# SHORT EXERCISE
Render every line of the rows below as a JSON list of strings, one string per line, leaving out blank lines.

# DATASET RECORDS
________________________

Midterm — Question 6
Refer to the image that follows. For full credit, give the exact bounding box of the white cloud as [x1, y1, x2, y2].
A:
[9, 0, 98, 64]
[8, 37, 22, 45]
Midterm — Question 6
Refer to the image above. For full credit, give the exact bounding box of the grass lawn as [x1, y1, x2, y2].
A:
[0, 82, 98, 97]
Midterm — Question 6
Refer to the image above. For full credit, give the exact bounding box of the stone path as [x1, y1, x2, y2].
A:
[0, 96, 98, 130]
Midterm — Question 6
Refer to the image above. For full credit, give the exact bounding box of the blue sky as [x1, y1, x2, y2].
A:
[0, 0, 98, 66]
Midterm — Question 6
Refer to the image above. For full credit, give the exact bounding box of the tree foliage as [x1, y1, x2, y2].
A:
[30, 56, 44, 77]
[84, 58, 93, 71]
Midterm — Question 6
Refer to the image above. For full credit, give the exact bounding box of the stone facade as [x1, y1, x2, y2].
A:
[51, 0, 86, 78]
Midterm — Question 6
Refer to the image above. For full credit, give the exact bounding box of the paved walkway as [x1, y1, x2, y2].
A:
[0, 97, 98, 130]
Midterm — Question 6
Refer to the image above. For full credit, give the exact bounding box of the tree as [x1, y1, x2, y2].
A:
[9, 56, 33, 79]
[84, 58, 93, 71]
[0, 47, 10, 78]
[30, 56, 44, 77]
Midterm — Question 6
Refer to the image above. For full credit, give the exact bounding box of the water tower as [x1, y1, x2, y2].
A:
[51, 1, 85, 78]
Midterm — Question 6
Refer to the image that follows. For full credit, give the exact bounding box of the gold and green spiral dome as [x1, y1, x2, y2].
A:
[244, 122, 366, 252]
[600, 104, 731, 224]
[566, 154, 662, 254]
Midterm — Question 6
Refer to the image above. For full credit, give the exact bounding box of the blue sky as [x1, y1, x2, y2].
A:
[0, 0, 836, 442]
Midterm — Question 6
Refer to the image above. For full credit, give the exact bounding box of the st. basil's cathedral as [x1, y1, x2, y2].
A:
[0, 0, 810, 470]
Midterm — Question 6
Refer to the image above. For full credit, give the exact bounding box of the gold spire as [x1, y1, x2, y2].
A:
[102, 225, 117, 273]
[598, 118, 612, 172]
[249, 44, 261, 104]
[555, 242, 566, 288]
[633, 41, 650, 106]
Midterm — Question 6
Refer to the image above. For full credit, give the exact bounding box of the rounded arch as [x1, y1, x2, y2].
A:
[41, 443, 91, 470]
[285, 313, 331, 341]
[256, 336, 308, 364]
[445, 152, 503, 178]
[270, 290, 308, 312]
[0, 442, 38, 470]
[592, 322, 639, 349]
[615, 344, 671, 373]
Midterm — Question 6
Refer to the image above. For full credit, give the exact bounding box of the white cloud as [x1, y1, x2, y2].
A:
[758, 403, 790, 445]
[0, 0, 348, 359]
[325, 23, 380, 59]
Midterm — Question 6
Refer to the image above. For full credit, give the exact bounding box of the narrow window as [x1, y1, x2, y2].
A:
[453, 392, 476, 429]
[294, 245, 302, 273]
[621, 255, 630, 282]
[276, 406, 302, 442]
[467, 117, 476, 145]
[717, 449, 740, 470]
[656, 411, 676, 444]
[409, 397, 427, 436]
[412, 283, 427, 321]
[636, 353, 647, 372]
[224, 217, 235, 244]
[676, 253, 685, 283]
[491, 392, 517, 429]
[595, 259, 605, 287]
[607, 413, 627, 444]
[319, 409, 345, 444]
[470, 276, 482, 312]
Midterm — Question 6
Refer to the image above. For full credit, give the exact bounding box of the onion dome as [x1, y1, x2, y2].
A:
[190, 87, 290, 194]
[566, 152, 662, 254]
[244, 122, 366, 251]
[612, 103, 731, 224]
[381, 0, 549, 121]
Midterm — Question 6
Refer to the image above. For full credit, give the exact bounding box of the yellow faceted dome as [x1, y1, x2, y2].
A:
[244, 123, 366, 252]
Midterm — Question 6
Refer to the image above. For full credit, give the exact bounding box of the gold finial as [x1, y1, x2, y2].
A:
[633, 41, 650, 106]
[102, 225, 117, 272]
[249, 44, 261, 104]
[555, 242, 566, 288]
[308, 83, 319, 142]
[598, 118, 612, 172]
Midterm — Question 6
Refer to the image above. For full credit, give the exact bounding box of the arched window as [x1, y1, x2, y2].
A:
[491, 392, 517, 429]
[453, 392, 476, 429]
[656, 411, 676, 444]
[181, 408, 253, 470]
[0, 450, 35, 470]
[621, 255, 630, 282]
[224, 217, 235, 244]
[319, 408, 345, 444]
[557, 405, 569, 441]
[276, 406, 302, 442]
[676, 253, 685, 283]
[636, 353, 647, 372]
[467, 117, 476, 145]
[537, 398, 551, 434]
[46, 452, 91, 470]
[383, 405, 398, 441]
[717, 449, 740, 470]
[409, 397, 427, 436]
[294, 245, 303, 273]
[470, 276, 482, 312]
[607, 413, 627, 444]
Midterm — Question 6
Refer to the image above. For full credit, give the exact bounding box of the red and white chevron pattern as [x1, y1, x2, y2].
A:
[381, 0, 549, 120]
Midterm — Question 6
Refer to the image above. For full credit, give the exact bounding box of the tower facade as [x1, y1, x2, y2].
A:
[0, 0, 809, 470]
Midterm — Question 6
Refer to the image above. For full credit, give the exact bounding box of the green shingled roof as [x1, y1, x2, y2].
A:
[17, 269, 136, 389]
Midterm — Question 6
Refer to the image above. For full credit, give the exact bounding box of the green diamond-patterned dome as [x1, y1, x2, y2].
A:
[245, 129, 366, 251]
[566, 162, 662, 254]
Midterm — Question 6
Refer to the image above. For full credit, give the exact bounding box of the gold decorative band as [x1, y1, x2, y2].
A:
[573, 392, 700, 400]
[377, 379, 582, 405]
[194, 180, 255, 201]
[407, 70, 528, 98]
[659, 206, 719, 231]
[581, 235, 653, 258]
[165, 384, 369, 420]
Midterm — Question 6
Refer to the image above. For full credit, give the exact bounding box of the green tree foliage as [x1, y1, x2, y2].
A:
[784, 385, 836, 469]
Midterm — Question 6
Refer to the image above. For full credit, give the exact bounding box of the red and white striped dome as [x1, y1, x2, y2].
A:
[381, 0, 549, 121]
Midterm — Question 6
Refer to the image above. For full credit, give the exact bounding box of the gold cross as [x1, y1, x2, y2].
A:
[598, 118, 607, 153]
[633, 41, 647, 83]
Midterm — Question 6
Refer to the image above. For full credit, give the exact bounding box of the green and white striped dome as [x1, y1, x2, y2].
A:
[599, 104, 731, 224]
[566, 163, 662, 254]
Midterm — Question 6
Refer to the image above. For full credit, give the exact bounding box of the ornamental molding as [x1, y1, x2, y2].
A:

________________________

# RESPONSE TO THIS EXERCISE
[
  "Midterm — Question 6",
  "Refer to the image that follows. For full credit, give the exact bounding box of the white cloud as [x1, y1, x2, y2].",
  "A:",
  "[9, 0, 98, 64]",
  "[8, 37, 22, 45]",
  "Midterm — Question 6",
  "Refer to the image above. For full credit, give the exact bounding box of the grass lawn as [x1, y1, x2, y2].",
  "A:",
  "[0, 82, 98, 97]",
  "Midterm — Question 6",
  "Refer to the image above. For full credit, give the exact bounding box of the stone path as [x1, y1, x2, y2].",
  "A:",
  "[0, 96, 98, 130]",
  "Midterm — Question 6",
  "Refer to the image above. For full credit, give the exact bounding box of the blue sky as [x1, y1, x2, y2].",
  "A:",
  "[0, 0, 98, 66]",
  "Midterm — Question 6",
  "Refer to the image above. For full credit, give the exact bounding box of the tree foliage as [x1, y1, x2, y2].",
  "A:",
  "[30, 56, 44, 77]",
  "[84, 58, 93, 71]",
  "Midterm — Question 6",
  "Refer to the image above. For full credit, give the exact bounding box of the stone facade as [x1, y1, x2, y2].",
  "A:",
  "[51, 0, 86, 78]",
  "Midterm — Question 6",
  "Refer to the image above. For full credit, give the exact bounding box of the paved walkway as [x1, y1, x2, y2].",
  "A:",
  "[0, 97, 98, 130]",
  "Midterm — Question 6",
  "Refer to the image above. For full credit, give the exact bounding box of the tree as [x1, y1, x2, y2].",
  "A:",
  "[9, 56, 33, 79]",
  "[84, 58, 93, 71]",
  "[0, 47, 10, 78]",
  "[30, 56, 44, 77]",
  "Midterm — Question 6",
  "Refer to the image above. For full credit, give the exact bounding box of the water tower as [x1, y1, x2, y2].",
  "A:",
  "[51, 1, 85, 78]",
  "Midterm — Question 6",
  "Refer to the image that follows. For full credit, give the exact bounding box of the gold and green spiral dome as [x1, y1, x2, y2].",
  "A:",
  "[244, 122, 366, 252]",
  "[600, 104, 731, 224]",
  "[566, 154, 662, 254]",
  "Midterm — Question 6",
  "Refer to the image above. For full credit, give the exact bounding box of the blue sky as [x1, y1, x2, y2].",
  "A:",
  "[0, 0, 836, 442]",
  "Midterm — Question 6",
  "Refer to the image above. For full credit, give the exact bounding box of the st. basil's cathedral as [x1, y1, x2, y2].",
  "A:",
  "[0, 0, 810, 470]",
  "Midterm — Question 6",
  "Refer to the image above. For full credit, give the exact bounding box of the gold spire as [x1, y1, x2, y2].",
  "A:",
  "[102, 225, 117, 273]",
  "[598, 118, 612, 172]",
  "[249, 44, 261, 104]",
  "[555, 242, 566, 288]",
  "[633, 41, 650, 106]",
  "Midterm — Question 6",
  "Refer to the image above. For full credit, give the exact bounding box of the rounded arch as [x1, y1, x2, y2].",
  "A:",
  "[41, 443, 91, 470]",
  "[285, 313, 331, 341]",
  "[256, 336, 308, 364]",
  "[445, 152, 503, 178]",
  "[270, 290, 308, 312]",
  "[0, 442, 38, 470]",
  "[592, 322, 639, 349]",
  "[615, 344, 671, 373]",
  "Midterm — Question 6",
  "Refer to the image above. For full credit, give the exact bounding box of the white cloud as [x1, y1, x2, y2].",
  "A:",
  "[758, 403, 790, 445]",
  "[0, 0, 348, 359]",
  "[325, 23, 380, 59]",
  "Midterm — Question 6",
  "Refer to the image above. For full credit, give the exact bounding box of the narrow window as [x1, y1, x2, y2].",
  "A:",
  "[453, 392, 476, 429]",
  "[294, 245, 302, 273]",
  "[621, 255, 630, 282]",
  "[276, 406, 302, 442]",
  "[467, 117, 476, 145]",
  "[717, 449, 740, 470]",
  "[656, 411, 676, 444]",
  "[409, 397, 427, 436]",
  "[412, 283, 427, 321]",
  "[636, 353, 647, 372]",
  "[224, 217, 235, 244]",
  "[676, 253, 685, 283]",
  "[491, 392, 517, 429]",
  "[595, 259, 605, 287]",
  "[607, 413, 627, 444]",
  "[319, 409, 345, 444]",
  "[470, 276, 482, 312]",
  "Midterm — Question 6",
  "Refer to the image above. For full credit, give the exact bounding box of the onion dome as [x1, y1, x2, y2].",
  "A:",
  "[190, 87, 290, 194]",
  "[566, 152, 662, 254]",
  "[244, 122, 366, 251]",
  "[612, 103, 731, 224]",
  "[381, 0, 549, 121]",
  "Midterm — Question 6",
  "Refer to the image above. For full credit, give the exact bounding box of the yellow faceted dome as [x1, y1, x2, y2].",
  "A:",
  "[244, 123, 366, 252]",
  "Midterm — Question 6",
  "Refer to the image above. For full credit, give the exact bounding box of the gold finial as [x1, y1, x2, y2].",
  "A:",
  "[633, 41, 650, 106]",
  "[102, 225, 117, 272]",
  "[249, 44, 261, 104]",
  "[555, 242, 566, 288]",
  "[308, 83, 319, 142]",
  "[598, 118, 612, 172]",
  "Midterm — Question 6",
  "Refer to the image above. For full credit, give the exact bounding box of the arched window as [x1, y1, x2, y2].",
  "A:",
  "[491, 392, 517, 429]",
  "[453, 392, 476, 429]",
  "[656, 411, 676, 444]",
  "[181, 408, 253, 470]",
  "[0, 450, 35, 470]",
  "[621, 255, 630, 282]",
  "[224, 217, 235, 244]",
  "[319, 408, 345, 444]",
  "[557, 405, 569, 441]",
  "[276, 406, 302, 442]",
  "[676, 253, 685, 283]",
  "[636, 353, 647, 372]",
  "[467, 117, 476, 145]",
  "[537, 398, 551, 434]",
  "[46, 452, 91, 470]",
  "[383, 405, 398, 441]",
  "[717, 449, 740, 470]",
  "[409, 397, 427, 436]",
  "[294, 245, 303, 273]",
  "[470, 276, 482, 312]",
  "[607, 413, 627, 444]",
  "Midterm — Question 6",
  "Refer to the image above. For full credit, give the exact bounding box of the red and white chevron pattern as [x1, y1, x2, y2].",
  "A:",
  "[381, 0, 549, 120]",
  "Midterm — Question 6",
  "Refer to the image above. For full credit, give the exact bounding box of the tower facade as [x1, y1, x2, y2].",
  "A:",
  "[0, 0, 809, 470]",
  "Midterm — Question 6",
  "Refer to the image above. For full credit, give the exact bounding box of the green shingled roof as [x1, y1, x2, y2].",
  "A:",
  "[17, 269, 136, 389]",
  "Midterm — Question 6",
  "Refer to the image above. For full credit, give the exact bounding box of the green diamond-patterned dome as [x1, y1, x2, y2].",
  "A:",
  "[245, 129, 366, 251]",
  "[566, 162, 662, 254]",
  "Midterm — Question 6",
  "Refer to the image above. For full credit, give the exact bounding box of the gold decorative band as [x1, y1, x2, y2].",
  "A:",
  "[573, 392, 700, 400]",
  "[377, 379, 582, 405]",
  "[194, 180, 255, 201]",
  "[407, 70, 528, 98]",
  "[659, 206, 719, 231]",
  "[581, 235, 653, 258]",
  "[165, 384, 369, 420]",
  "Midterm — Question 6",
  "Refer to the image above. For full credit, give the exact bounding box of the green tree foliage as [x1, y1, x2, y2].",
  "A:",
  "[784, 385, 836, 469]",
  "Midterm — Question 6",
  "Refer to the image above. For full credit, give the exact bounding box of the red and white striped dome as [x1, y1, x2, y2].",
  "A:",
  "[381, 0, 549, 121]",
  "Midterm — Question 6",
  "Refer to the image above. For full credit, give the exact bounding box of the gold cross as [x1, y1, x2, y2].",
  "A:",
  "[598, 118, 607, 153]",
  "[633, 41, 647, 83]",
  "Midterm — Question 6",
  "Refer to the image above. For full credit, give the exact bounding box of the green and white striped dome as [x1, y1, x2, y2].",
  "A:",
  "[599, 104, 731, 224]",
  "[566, 163, 662, 254]",
  "Midterm — Question 6",
  "Refer to the image above. For full credit, give the exact bounding box of the ornamental molding as [x1, y1, x2, y2].",
  "A:"
]